** Provided entries follows **

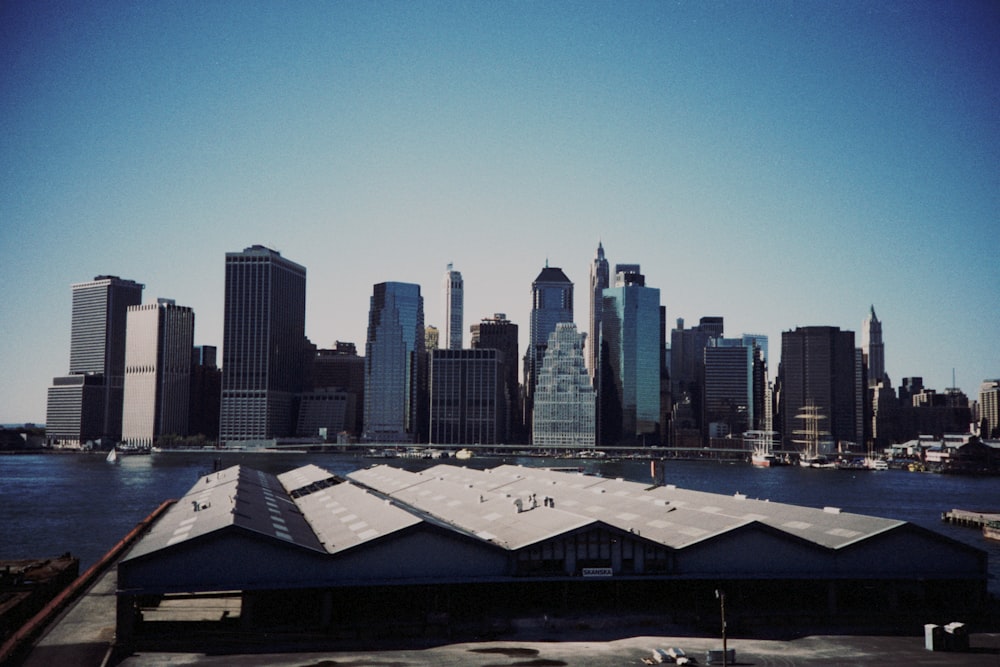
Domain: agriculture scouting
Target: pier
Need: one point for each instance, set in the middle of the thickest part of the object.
(970, 518)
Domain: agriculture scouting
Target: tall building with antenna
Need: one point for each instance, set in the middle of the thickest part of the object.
(873, 348)
(454, 289)
(86, 405)
(551, 303)
(599, 281)
(263, 351)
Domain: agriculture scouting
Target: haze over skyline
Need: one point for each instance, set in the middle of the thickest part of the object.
(778, 164)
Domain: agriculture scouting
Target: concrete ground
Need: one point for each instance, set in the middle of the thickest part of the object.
(83, 636)
(815, 650)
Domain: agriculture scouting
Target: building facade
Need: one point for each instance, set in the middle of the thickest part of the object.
(551, 303)
(158, 349)
(454, 298)
(599, 281)
(206, 391)
(989, 408)
(97, 349)
(499, 333)
(873, 348)
(818, 370)
(565, 401)
(467, 402)
(342, 368)
(630, 337)
(263, 345)
(729, 402)
(395, 364)
(687, 363)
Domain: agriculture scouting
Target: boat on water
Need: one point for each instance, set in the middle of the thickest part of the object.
(815, 442)
(991, 530)
(876, 464)
(761, 444)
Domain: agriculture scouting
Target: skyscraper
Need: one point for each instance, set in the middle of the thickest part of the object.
(818, 369)
(158, 353)
(551, 303)
(395, 364)
(599, 281)
(263, 353)
(873, 348)
(687, 362)
(728, 404)
(499, 333)
(454, 288)
(630, 338)
(86, 405)
(564, 398)
(467, 404)
(989, 408)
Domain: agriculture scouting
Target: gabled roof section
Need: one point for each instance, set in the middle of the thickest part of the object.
(666, 514)
(345, 515)
(234, 498)
(552, 274)
(307, 479)
(464, 499)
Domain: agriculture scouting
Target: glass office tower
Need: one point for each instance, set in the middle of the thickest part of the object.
(395, 364)
(630, 346)
(263, 354)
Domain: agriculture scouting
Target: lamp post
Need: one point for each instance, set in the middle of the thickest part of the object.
(721, 595)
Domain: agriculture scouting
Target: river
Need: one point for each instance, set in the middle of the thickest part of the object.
(53, 503)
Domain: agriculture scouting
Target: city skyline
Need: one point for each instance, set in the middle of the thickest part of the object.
(776, 166)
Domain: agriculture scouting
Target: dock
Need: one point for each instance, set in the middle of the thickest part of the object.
(970, 518)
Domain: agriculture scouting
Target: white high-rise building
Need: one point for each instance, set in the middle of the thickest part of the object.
(565, 400)
(394, 364)
(599, 281)
(989, 407)
(454, 288)
(158, 345)
(873, 349)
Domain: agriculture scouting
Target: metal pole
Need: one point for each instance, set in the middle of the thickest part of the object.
(722, 608)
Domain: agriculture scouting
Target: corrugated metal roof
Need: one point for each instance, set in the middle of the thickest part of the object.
(510, 506)
(344, 516)
(237, 497)
(674, 517)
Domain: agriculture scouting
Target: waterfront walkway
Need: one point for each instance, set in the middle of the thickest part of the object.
(83, 636)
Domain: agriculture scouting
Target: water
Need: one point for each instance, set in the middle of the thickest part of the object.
(50, 504)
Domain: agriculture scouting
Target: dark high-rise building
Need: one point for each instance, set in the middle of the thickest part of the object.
(728, 403)
(818, 369)
(499, 333)
(206, 391)
(343, 369)
(873, 348)
(467, 404)
(629, 400)
(395, 365)
(599, 281)
(454, 299)
(263, 339)
(87, 410)
(687, 362)
(551, 303)
(910, 388)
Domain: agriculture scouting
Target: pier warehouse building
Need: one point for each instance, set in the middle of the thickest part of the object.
(453, 549)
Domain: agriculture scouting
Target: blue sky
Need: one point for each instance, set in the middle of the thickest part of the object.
(780, 164)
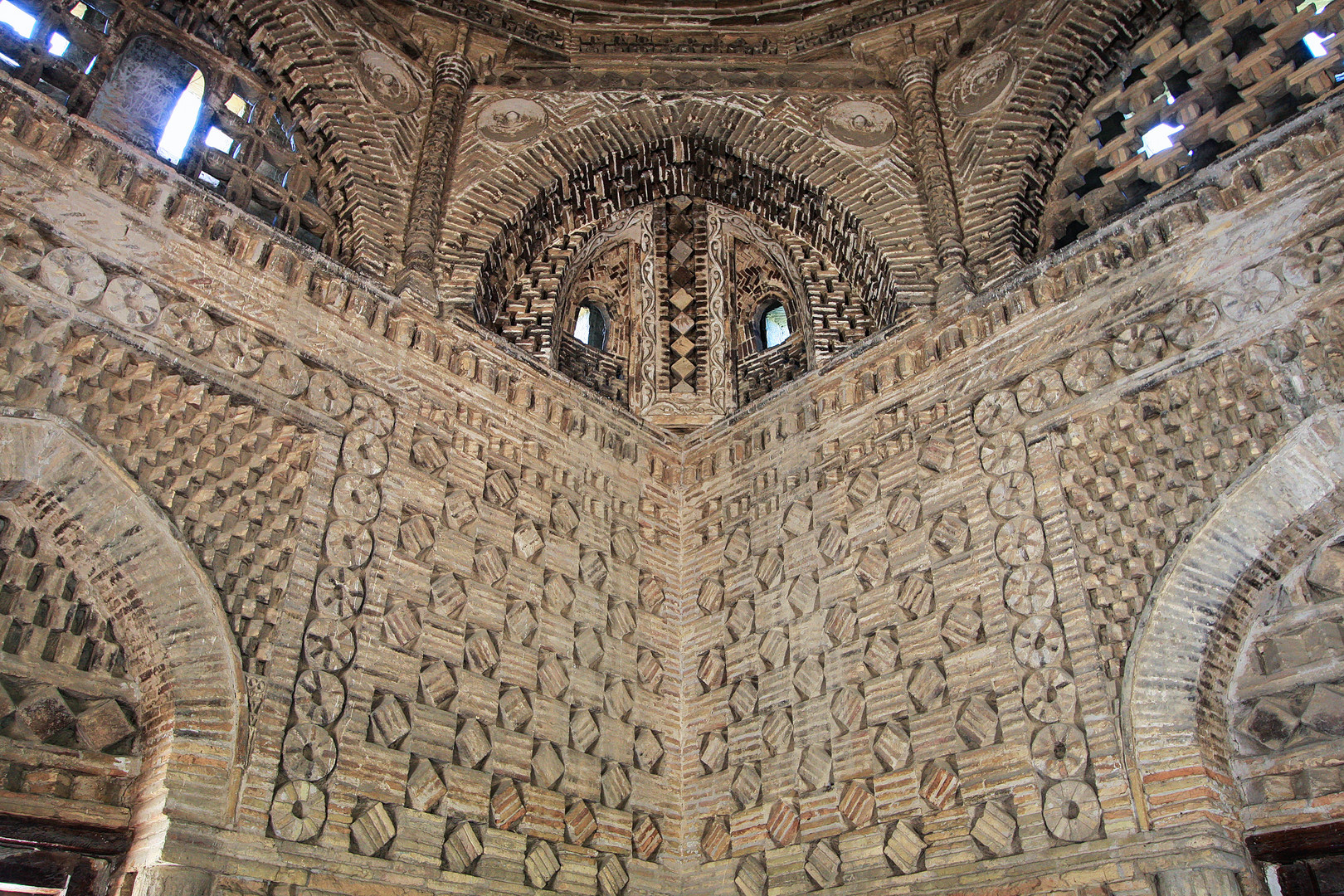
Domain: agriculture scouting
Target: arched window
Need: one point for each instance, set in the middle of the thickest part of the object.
(590, 325)
(772, 324)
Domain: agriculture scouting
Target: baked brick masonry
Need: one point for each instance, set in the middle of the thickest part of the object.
(628, 448)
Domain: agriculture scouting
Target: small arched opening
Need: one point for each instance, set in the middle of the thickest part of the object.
(592, 325)
(772, 324)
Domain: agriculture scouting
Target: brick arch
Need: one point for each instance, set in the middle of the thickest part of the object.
(169, 624)
(1073, 46)
(1174, 694)
(867, 218)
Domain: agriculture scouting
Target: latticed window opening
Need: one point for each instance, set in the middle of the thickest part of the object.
(1192, 91)
(179, 84)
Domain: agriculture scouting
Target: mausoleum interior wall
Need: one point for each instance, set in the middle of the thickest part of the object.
(875, 631)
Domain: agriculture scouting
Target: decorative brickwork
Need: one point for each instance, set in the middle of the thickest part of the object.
(679, 481)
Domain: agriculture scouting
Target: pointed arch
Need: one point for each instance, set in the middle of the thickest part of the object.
(1179, 668)
(169, 624)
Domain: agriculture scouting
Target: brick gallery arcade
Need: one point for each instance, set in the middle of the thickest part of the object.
(672, 448)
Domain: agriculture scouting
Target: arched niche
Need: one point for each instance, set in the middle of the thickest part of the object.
(1175, 689)
(704, 168)
(167, 616)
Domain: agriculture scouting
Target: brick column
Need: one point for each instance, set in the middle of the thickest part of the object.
(453, 78)
(914, 75)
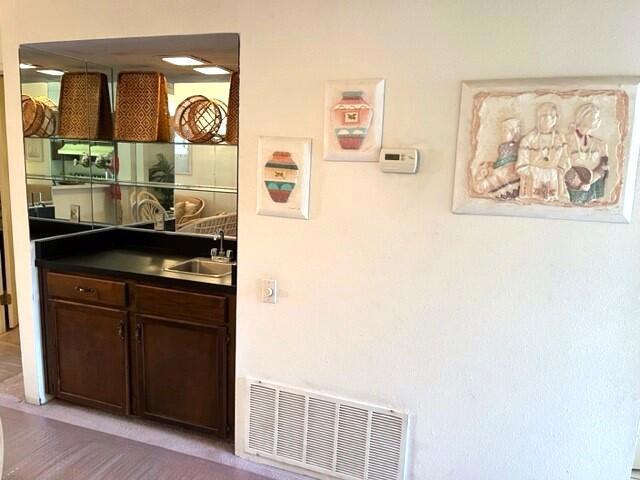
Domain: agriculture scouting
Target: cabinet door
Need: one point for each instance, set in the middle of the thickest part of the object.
(91, 355)
(182, 372)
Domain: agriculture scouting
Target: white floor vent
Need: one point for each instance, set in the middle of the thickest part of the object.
(336, 437)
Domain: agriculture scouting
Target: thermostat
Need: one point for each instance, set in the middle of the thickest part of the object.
(399, 160)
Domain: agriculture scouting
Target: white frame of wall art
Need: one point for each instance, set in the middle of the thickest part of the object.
(564, 148)
(353, 116)
(34, 150)
(284, 173)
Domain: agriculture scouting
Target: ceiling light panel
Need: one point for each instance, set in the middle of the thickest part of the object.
(183, 61)
(55, 73)
(214, 70)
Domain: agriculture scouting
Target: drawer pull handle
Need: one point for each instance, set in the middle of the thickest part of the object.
(84, 290)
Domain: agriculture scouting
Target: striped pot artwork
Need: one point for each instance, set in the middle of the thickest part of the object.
(352, 116)
(280, 176)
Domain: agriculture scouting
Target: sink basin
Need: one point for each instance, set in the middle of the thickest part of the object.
(202, 266)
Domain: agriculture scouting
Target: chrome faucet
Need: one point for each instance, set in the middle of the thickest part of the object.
(220, 255)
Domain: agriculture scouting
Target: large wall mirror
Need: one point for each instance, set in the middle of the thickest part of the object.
(87, 163)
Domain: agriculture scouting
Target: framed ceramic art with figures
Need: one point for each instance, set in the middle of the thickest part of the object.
(284, 172)
(353, 113)
(563, 148)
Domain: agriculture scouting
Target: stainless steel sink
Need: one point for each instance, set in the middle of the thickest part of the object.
(202, 266)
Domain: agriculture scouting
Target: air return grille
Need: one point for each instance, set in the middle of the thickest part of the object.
(327, 435)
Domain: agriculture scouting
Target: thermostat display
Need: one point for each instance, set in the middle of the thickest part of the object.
(399, 160)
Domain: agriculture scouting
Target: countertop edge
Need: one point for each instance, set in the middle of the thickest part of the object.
(67, 267)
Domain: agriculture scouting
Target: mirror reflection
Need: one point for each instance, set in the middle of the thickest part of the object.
(185, 182)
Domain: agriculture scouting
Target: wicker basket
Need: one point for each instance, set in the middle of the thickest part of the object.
(85, 109)
(32, 115)
(142, 109)
(38, 116)
(49, 120)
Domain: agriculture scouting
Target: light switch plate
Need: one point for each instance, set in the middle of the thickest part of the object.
(269, 291)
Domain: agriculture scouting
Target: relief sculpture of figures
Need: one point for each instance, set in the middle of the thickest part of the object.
(562, 148)
(585, 179)
(543, 158)
(499, 178)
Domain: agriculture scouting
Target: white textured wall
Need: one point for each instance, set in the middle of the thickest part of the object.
(513, 342)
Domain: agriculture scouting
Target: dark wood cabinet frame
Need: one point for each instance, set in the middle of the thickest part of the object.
(117, 313)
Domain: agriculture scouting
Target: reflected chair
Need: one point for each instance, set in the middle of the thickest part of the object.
(228, 222)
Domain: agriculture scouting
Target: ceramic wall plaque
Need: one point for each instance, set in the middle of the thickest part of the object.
(284, 167)
(562, 148)
(353, 120)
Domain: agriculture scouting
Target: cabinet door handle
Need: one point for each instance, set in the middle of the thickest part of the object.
(139, 332)
(84, 289)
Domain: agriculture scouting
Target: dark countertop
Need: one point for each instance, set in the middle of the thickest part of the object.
(137, 255)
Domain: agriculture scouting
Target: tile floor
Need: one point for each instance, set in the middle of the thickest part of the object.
(190, 444)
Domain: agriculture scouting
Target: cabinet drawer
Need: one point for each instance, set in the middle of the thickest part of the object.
(193, 307)
(74, 287)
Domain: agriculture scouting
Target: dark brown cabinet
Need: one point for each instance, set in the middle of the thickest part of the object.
(137, 349)
(182, 372)
(91, 354)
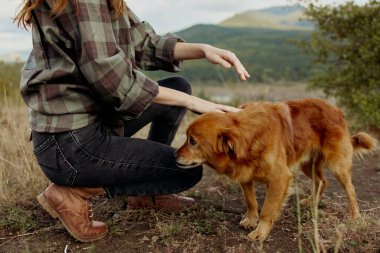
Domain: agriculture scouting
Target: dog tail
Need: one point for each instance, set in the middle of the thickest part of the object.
(363, 143)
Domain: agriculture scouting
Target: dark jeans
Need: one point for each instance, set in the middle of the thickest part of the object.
(92, 157)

** End of Provided entries **

Give only how many lines above hold "roof".

**Final answer**:
2